» **What to do**: Transcribe all of the data exactly. Omit the pictures.

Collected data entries
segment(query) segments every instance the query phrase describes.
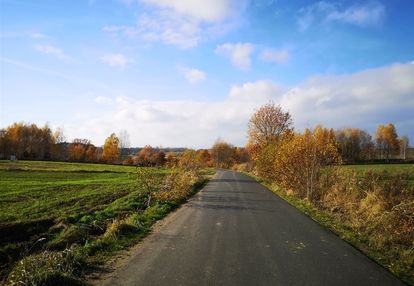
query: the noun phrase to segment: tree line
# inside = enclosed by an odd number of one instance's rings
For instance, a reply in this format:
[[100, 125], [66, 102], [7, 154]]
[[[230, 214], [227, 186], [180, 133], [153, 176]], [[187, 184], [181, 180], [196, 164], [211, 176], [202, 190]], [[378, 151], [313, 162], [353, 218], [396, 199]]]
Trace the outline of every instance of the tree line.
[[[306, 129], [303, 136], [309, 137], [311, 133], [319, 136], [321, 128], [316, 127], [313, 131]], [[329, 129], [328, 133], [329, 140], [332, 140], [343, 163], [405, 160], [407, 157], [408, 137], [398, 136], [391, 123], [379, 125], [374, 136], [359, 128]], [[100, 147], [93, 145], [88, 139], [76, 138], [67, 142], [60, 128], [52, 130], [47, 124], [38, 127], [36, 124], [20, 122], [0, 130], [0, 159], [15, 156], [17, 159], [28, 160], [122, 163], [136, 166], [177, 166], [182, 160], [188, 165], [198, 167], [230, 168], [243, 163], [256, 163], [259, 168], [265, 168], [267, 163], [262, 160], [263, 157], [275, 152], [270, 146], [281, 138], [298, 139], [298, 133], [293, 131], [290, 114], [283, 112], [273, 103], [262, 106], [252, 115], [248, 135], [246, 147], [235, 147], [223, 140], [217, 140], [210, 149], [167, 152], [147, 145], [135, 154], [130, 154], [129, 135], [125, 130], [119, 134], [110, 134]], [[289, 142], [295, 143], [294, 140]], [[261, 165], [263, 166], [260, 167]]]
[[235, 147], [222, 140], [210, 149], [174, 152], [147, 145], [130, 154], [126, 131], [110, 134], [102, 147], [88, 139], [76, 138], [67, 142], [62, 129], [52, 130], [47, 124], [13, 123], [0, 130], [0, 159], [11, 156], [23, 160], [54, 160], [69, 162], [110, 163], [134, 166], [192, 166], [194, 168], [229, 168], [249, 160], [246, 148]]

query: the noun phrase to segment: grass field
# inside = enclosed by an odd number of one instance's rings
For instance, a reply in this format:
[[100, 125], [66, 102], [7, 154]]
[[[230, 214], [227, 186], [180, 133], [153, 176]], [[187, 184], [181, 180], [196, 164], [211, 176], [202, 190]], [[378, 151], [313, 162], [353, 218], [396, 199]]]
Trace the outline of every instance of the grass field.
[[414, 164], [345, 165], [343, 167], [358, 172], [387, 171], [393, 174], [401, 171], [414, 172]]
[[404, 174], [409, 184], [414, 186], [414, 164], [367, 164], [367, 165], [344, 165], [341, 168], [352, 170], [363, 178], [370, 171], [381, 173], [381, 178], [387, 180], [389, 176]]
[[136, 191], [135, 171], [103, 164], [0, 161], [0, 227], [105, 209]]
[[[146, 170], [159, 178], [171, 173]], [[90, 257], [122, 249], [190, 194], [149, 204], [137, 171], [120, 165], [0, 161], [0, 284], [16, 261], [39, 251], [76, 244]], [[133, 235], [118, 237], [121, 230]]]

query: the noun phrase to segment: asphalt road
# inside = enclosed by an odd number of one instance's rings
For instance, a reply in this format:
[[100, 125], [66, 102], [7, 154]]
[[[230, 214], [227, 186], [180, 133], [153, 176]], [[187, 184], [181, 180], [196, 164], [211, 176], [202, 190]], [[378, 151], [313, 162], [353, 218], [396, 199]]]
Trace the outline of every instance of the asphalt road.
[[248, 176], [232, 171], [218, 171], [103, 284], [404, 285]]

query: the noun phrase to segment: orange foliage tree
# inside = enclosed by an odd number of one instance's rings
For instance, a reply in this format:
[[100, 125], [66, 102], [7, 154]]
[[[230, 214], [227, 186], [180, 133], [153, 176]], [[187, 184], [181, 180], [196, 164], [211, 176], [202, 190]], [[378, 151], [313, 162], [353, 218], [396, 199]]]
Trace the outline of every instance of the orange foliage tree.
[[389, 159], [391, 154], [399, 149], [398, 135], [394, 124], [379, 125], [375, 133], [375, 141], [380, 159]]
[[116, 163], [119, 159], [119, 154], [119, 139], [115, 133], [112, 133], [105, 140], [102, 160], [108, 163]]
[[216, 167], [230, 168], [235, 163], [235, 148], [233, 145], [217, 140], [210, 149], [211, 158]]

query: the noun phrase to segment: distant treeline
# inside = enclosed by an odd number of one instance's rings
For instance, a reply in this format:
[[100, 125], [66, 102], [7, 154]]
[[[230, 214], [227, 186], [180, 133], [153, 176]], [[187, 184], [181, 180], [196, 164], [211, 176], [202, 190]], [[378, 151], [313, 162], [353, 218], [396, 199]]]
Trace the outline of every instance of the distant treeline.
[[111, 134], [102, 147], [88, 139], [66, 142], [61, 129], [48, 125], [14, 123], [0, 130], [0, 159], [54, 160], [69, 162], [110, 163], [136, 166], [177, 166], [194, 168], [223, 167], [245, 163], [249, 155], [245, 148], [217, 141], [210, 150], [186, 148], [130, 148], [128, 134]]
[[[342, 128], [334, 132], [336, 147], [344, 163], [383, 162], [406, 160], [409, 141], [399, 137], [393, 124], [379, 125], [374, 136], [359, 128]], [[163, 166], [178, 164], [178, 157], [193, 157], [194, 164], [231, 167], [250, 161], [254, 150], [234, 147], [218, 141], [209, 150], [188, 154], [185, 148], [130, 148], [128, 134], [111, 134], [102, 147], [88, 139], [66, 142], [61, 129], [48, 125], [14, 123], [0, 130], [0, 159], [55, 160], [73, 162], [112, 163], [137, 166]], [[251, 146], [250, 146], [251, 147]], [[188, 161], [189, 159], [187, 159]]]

» **Answer space**:
segment(query) segments every instance the query phrase describes.
query: the noun phrase to segment: tree line
# inside = enclosed by an odd number of one instance's rings
For instance, a reply in this format:
[[100, 125], [66, 102], [7, 154]]
[[[230, 214], [227, 186], [180, 133], [153, 176]], [[187, 184], [181, 180], [196, 164], [211, 176], [202, 190]], [[378, 151], [313, 162], [353, 218], [396, 199]]]
Trace the outline of every instance of the tree line.
[[[306, 129], [303, 136], [309, 137], [311, 133], [319, 136], [321, 128], [316, 127], [313, 131]], [[329, 129], [328, 133], [329, 140], [332, 140], [343, 163], [405, 160], [407, 157], [408, 137], [398, 136], [391, 123], [379, 125], [374, 136], [359, 128]], [[100, 147], [93, 145], [88, 139], [76, 138], [67, 142], [60, 128], [52, 130], [47, 124], [38, 127], [36, 124], [20, 122], [0, 130], [0, 159], [15, 156], [17, 159], [28, 160], [122, 163], [136, 166], [177, 166], [182, 160], [188, 165], [198, 167], [230, 168], [243, 163], [256, 163], [259, 168], [265, 168], [267, 163], [262, 160], [263, 157], [275, 152], [270, 146], [281, 138], [298, 139], [298, 133], [293, 131], [290, 114], [283, 112], [273, 103], [262, 106], [252, 115], [248, 135], [246, 147], [235, 147], [223, 140], [217, 140], [210, 149], [167, 152], [147, 145], [135, 154], [130, 154], [129, 135], [125, 130], [119, 134], [110, 134]], [[289, 142], [295, 143], [294, 140]], [[261, 165], [263, 166], [260, 167]]]
[[235, 147], [222, 140], [210, 149], [174, 152], [147, 145], [130, 154], [126, 131], [110, 134], [102, 147], [88, 139], [76, 138], [67, 142], [62, 129], [52, 130], [47, 124], [13, 123], [0, 130], [0, 159], [11, 156], [23, 160], [54, 160], [69, 162], [110, 163], [134, 166], [192, 166], [194, 168], [229, 168], [249, 160], [246, 148]]

query: the noun phrase to segment: grass field
# inside = enclosed by an odd number of one instance's rings
For instance, a reply in this format:
[[100, 125], [66, 102], [7, 154]]
[[[230, 214], [227, 186], [180, 133], [153, 176]], [[187, 184], [181, 180], [196, 164], [211, 176], [202, 190]], [[378, 151], [313, 162], [353, 218], [396, 199]]]
Trace the outline of every instance of the grass field.
[[414, 164], [345, 165], [343, 167], [358, 172], [387, 171], [393, 174], [401, 171], [414, 172]]
[[404, 174], [409, 184], [414, 186], [414, 164], [367, 164], [367, 165], [344, 165], [341, 168], [352, 170], [363, 178], [370, 171], [381, 173], [381, 178], [387, 180], [389, 176]]
[[136, 191], [135, 171], [103, 164], [0, 161], [0, 227], [105, 209]]
[[[146, 170], [159, 178], [171, 173]], [[90, 257], [122, 249], [190, 194], [149, 204], [137, 171], [120, 165], [0, 161], [0, 284], [16, 261], [39, 251], [76, 244]], [[133, 235], [118, 237], [121, 230]]]

query: the noun phrase to segment: asphalt road
# inside = enclosed by an odd number of one instance's rings
For instance, a reply in this format:
[[100, 125], [66, 102], [7, 154]]
[[[230, 214], [227, 186], [180, 133], [153, 176]], [[187, 184], [181, 180], [196, 164], [211, 176], [202, 190]], [[378, 151], [313, 162], [353, 218], [396, 199]]]
Trace the outline of every instance of the asphalt road.
[[248, 176], [232, 171], [218, 171], [103, 284], [404, 285]]

query: the noun phrase to segment: orange foliage tree
# inside = enclosed by an odd number of one instance's rings
For instance, a reply in this format:
[[100, 125], [66, 102], [7, 154]]
[[[230, 214], [227, 186], [180, 133], [153, 176]], [[187, 184], [181, 180], [196, 164], [211, 176], [202, 190]], [[378, 151], [313, 162], [353, 218], [396, 199]]]
Trace the outline of every instance of the orange foliage tree.
[[389, 159], [391, 154], [399, 149], [398, 135], [394, 124], [379, 125], [375, 133], [375, 141], [380, 159]]
[[116, 163], [119, 159], [119, 154], [119, 139], [115, 133], [112, 133], [105, 140], [102, 160], [108, 163]]
[[216, 167], [230, 168], [235, 163], [235, 148], [233, 145], [217, 140], [210, 149], [211, 158]]

query: the noun phrase to segment: distant treeline
# inside = enclosed by an odd number of one instance's rings
For instance, a reply in this format:
[[100, 125], [66, 102], [7, 154]]
[[[230, 214], [227, 186], [180, 133], [153, 176]], [[187, 184], [181, 180], [196, 164], [211, 176], [202, 190]], [[378, 151], [313, 162], [353, 218], [396, 199]]]
Trace the outline of every instance of the distant treeline.
[[111, 134], [102, 147], [88, 139], [66, 142], [61, 129], [48, 125], [14, 123], [0, 130], [0, 159], [54, 160], [69, 162], [110, 163], [136, 166], [177, 166], [194, 168], [223, 167], [245, 163], [249, 155], [245, 148], [217, 141], [210, 150], [186, 148], [130, 148], [128, 134]]
[[[342, 128], [334, 132], [336, 147], [344, 163], [383, 162], [406, 160], [409, 141], [399, 137], [393, 124], [379, 125], [374, 136], [359, 128]], [[163, 166], [178, 164], [178, 157], [193, 157], [194, 164], [231, 167], [250, 161], [254, 150], [234, 147], [218, 141], [209, 150], [188, 154], [185, 148], [130, 148], [128, 134], [111, 134], [102, 147], [88, 139], [66, 142], [61, 129], [48, 125], [14, 123], [0, 130], [0, 159], [55, 160], [73, 162], [112, 163], [137, 166]], [[251, 146], [250, 146], [251, 147]], [[188, 161], [189, 159], [187, 159]]]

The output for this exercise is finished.